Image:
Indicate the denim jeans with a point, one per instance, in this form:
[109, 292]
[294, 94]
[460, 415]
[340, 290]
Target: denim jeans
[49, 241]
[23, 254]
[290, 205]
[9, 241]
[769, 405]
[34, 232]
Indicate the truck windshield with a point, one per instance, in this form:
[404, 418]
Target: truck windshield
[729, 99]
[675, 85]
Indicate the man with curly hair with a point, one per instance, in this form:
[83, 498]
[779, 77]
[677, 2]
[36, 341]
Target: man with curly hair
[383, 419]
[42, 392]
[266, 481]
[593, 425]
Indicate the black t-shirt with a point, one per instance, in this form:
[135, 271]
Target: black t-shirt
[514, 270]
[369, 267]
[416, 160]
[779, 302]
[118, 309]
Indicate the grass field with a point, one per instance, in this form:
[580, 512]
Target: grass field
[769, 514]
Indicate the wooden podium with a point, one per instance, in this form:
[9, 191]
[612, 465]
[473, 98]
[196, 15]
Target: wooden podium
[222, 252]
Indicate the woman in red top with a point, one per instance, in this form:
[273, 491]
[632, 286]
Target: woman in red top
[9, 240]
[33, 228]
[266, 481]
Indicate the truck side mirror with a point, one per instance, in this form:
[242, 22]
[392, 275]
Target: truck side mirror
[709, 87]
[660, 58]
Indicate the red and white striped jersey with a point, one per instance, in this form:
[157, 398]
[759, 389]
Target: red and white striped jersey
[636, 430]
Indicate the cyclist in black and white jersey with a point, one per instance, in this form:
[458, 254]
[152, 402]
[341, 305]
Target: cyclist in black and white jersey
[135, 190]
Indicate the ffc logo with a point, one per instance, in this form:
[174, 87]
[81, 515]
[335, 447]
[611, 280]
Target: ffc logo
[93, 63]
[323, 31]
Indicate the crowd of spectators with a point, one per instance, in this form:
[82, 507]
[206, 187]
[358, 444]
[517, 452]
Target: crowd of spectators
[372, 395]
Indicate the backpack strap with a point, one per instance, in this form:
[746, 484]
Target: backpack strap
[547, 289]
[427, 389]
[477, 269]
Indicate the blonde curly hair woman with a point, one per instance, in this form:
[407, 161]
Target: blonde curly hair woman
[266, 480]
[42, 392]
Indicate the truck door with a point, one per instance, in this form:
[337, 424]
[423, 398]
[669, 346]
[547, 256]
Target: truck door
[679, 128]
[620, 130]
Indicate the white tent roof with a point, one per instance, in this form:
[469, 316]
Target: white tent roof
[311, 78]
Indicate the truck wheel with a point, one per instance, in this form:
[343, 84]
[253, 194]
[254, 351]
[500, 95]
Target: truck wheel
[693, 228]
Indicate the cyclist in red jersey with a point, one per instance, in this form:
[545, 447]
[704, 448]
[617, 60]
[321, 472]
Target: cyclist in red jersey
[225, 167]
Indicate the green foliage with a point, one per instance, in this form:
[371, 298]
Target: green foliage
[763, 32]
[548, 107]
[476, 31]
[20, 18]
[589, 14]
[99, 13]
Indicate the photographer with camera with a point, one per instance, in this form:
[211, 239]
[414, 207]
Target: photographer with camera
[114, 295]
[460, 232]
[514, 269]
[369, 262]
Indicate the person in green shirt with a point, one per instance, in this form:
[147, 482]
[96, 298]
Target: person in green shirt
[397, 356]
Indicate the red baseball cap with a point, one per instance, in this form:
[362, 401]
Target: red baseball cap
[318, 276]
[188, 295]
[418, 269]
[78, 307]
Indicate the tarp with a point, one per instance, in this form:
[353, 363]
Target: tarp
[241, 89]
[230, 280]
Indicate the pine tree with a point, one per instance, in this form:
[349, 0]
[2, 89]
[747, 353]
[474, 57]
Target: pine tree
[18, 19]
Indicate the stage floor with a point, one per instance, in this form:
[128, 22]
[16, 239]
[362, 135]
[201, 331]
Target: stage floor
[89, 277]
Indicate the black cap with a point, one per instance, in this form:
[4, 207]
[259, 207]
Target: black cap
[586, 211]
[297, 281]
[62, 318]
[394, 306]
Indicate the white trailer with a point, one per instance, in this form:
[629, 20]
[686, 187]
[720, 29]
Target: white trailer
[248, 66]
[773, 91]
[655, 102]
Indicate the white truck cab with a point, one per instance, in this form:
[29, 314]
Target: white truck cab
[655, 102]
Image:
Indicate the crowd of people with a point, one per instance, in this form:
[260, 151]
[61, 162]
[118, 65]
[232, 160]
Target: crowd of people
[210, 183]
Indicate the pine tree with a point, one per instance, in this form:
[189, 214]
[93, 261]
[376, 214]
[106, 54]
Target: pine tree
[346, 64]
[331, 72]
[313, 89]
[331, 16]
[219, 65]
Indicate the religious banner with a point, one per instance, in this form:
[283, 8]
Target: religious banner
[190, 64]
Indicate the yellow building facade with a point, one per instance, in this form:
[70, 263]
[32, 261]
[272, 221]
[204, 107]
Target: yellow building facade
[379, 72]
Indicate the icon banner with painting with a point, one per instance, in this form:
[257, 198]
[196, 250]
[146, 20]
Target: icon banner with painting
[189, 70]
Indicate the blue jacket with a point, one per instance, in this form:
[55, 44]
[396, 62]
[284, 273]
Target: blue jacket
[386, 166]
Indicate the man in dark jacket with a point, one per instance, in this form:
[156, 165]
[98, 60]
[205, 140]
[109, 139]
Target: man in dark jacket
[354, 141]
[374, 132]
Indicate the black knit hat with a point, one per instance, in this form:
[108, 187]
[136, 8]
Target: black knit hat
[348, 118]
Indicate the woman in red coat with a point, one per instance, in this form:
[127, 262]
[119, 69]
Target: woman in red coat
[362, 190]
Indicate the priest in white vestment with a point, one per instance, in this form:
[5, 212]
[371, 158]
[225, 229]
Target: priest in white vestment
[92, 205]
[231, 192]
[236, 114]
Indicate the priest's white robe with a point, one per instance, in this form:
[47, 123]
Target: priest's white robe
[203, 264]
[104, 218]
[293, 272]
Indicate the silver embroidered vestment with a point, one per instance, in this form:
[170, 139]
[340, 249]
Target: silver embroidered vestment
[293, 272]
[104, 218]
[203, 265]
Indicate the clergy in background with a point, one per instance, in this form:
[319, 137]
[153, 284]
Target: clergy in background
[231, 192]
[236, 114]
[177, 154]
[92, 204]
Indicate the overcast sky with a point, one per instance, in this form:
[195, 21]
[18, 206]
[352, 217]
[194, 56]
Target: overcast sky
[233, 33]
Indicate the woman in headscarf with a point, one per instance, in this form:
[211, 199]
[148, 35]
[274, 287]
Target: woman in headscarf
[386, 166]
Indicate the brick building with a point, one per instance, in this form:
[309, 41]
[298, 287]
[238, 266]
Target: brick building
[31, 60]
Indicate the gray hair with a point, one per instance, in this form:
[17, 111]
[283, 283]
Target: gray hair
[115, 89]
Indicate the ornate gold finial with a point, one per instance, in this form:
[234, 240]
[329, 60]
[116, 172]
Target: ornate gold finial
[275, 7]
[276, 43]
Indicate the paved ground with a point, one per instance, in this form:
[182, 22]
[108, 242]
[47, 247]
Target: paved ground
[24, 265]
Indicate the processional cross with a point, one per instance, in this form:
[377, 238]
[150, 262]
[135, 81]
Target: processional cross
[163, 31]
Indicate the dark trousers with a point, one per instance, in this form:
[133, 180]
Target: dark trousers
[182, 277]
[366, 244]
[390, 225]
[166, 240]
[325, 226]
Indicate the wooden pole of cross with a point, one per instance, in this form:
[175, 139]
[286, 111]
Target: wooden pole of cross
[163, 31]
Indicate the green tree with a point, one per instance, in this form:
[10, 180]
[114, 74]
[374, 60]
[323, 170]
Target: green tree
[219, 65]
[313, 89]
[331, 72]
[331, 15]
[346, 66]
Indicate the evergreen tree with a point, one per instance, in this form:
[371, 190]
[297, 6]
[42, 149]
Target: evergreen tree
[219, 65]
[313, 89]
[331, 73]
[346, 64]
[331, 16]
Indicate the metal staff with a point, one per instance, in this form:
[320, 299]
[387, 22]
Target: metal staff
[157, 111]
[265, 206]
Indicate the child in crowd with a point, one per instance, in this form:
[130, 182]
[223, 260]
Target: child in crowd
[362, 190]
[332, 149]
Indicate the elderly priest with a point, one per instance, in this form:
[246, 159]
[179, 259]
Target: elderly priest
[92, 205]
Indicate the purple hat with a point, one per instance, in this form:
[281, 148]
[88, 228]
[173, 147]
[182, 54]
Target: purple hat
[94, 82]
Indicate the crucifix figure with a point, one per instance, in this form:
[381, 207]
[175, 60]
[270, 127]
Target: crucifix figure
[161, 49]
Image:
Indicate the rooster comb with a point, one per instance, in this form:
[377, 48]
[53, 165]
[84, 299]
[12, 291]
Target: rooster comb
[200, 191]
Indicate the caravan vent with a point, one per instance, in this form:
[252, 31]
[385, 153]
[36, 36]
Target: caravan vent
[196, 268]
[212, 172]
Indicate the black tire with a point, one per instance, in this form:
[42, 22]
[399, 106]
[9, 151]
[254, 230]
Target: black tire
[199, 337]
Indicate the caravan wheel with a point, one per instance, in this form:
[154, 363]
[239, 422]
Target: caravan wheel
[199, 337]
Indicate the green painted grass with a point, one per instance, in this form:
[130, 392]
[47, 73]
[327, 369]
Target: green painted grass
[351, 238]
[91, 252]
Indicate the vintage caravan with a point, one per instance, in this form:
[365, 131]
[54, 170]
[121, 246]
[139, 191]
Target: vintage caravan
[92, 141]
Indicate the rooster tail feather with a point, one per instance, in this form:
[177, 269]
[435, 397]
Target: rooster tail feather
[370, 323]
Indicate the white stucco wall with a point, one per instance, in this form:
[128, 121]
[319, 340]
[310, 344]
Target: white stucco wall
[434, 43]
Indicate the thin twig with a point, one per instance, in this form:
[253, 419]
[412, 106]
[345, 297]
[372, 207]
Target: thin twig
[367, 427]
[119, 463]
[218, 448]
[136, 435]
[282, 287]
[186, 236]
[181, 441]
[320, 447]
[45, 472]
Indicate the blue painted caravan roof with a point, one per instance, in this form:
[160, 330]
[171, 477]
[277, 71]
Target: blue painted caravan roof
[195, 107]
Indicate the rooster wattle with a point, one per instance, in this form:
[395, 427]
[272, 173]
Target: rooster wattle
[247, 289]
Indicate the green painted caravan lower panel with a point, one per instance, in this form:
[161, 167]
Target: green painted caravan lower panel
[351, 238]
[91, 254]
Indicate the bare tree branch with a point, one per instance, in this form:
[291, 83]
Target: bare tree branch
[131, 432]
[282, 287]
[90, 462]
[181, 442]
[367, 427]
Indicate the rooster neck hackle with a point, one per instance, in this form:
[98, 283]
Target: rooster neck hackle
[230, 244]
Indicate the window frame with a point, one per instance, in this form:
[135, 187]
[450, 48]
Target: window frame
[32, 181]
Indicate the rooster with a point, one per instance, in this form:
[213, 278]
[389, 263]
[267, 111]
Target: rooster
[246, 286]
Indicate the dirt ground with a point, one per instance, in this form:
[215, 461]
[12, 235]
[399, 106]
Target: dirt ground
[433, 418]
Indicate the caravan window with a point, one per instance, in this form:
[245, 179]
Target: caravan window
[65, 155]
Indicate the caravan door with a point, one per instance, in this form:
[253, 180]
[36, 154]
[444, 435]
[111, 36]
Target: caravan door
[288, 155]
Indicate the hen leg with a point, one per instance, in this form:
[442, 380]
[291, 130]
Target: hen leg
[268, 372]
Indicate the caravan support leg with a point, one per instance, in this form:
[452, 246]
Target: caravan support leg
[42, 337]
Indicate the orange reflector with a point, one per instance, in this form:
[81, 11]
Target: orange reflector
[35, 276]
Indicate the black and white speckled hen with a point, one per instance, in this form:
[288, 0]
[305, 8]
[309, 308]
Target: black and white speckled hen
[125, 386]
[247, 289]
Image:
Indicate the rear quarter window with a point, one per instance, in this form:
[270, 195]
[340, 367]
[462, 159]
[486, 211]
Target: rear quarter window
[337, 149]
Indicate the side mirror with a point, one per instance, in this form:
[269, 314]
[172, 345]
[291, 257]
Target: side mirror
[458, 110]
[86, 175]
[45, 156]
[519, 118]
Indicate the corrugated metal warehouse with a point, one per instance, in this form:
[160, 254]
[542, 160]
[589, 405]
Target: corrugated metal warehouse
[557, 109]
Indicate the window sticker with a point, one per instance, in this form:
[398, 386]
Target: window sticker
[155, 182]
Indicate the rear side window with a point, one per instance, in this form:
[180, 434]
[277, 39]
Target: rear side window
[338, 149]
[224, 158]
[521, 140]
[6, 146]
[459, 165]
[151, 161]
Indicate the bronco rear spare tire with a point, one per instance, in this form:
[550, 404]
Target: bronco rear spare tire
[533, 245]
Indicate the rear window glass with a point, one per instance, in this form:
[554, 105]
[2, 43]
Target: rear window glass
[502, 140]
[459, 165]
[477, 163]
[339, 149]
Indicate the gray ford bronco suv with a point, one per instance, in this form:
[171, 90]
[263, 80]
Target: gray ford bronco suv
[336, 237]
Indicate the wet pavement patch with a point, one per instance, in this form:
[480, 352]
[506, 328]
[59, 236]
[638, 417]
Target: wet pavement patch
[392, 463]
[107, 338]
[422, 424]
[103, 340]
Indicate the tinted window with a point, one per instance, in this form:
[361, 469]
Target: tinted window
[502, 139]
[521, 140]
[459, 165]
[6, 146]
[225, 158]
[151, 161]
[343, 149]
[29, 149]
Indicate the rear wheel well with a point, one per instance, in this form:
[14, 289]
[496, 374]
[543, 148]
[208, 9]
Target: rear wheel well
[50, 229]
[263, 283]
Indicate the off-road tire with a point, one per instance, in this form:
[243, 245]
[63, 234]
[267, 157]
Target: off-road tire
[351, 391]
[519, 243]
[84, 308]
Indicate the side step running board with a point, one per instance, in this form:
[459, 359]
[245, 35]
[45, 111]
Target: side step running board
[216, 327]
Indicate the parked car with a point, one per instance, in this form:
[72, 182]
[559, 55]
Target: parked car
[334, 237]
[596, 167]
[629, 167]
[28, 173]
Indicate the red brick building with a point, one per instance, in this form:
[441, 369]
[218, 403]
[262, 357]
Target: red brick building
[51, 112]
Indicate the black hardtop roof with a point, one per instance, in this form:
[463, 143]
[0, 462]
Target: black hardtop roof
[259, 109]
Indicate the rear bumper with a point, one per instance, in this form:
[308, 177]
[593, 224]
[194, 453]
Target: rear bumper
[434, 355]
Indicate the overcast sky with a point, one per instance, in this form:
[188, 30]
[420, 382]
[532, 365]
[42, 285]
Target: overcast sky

★ ★ ★

What to do -> No line before the one with "Indicate the gray ford" belongs in the answer; copy that line and the rest of the records exactly.

Result ->
Indicate the gray ford bronco suv with a point, one per instance, in this form:
[171, 90]
[263, 80]
Target: gray ford bronco suv
[336, 237]
Indicate the wet pavement patch with a point, one per instance, in this form:
[480, 352]
[506, 328]
[59, 236]
[638, 417]
Target: wet pavement patch
[392, 463]
[107, 338]
[422, 424]
[103, 340]
Indicate the tinted window with a point, one per instance, in this form:
[361, 469]
Target: tinted window
[502, 139]
[521, 140]
[459, 165]
[6, 146]
[225, 158]
[151, 161]
[343, 149]
[29, 149]
Indicate the rear wheel well with a point, one per instance, in this form:
[14, 289]
[496, 374]
[543, 148]
[208, 9]
Target: rear wheel well
[50, 229]
[263, 283]
Indicate the off-road tire with a point, one per instance, in this form:
[243, 245]
[63, 234]
[267, 157]
Target: off-road tire
[351, 391]
[519, 243]
[84, 308]
Indicate the side step running board with a point, one per instance, in this form:
[459, 359]
[245, 35]
[45, 111]
Target: side step running board
[216, 327]
Indicate the parked car with a point, one per instance, in this form:
[72, 182]
[559, 55]
Target: parked car
[334, 237]
[596, 167]
[629, 167]
[28, 173]
Indicate the red brick building with a point, one per instance, in this form:
[441, 369]
[218, 403]
[262, 357]
Target: red brick building
[51, 112]
Indicate the black hardtop roof with a point, one per instance, in this form:
[463, 143]
[0, 462]
Target: black hardtop roof
[259, 109]
Indicate the rear bumper with a point, one per instance, in this form:
[308, 177]
[593, 224]
[194, 453]
Target: rear bumper
[434, 355]
Indicate the overcast sky with a point, one per instance, in this form:
[188, 30]
[420, 382]
[532, 365]
[42, 285]
Target: overcast sky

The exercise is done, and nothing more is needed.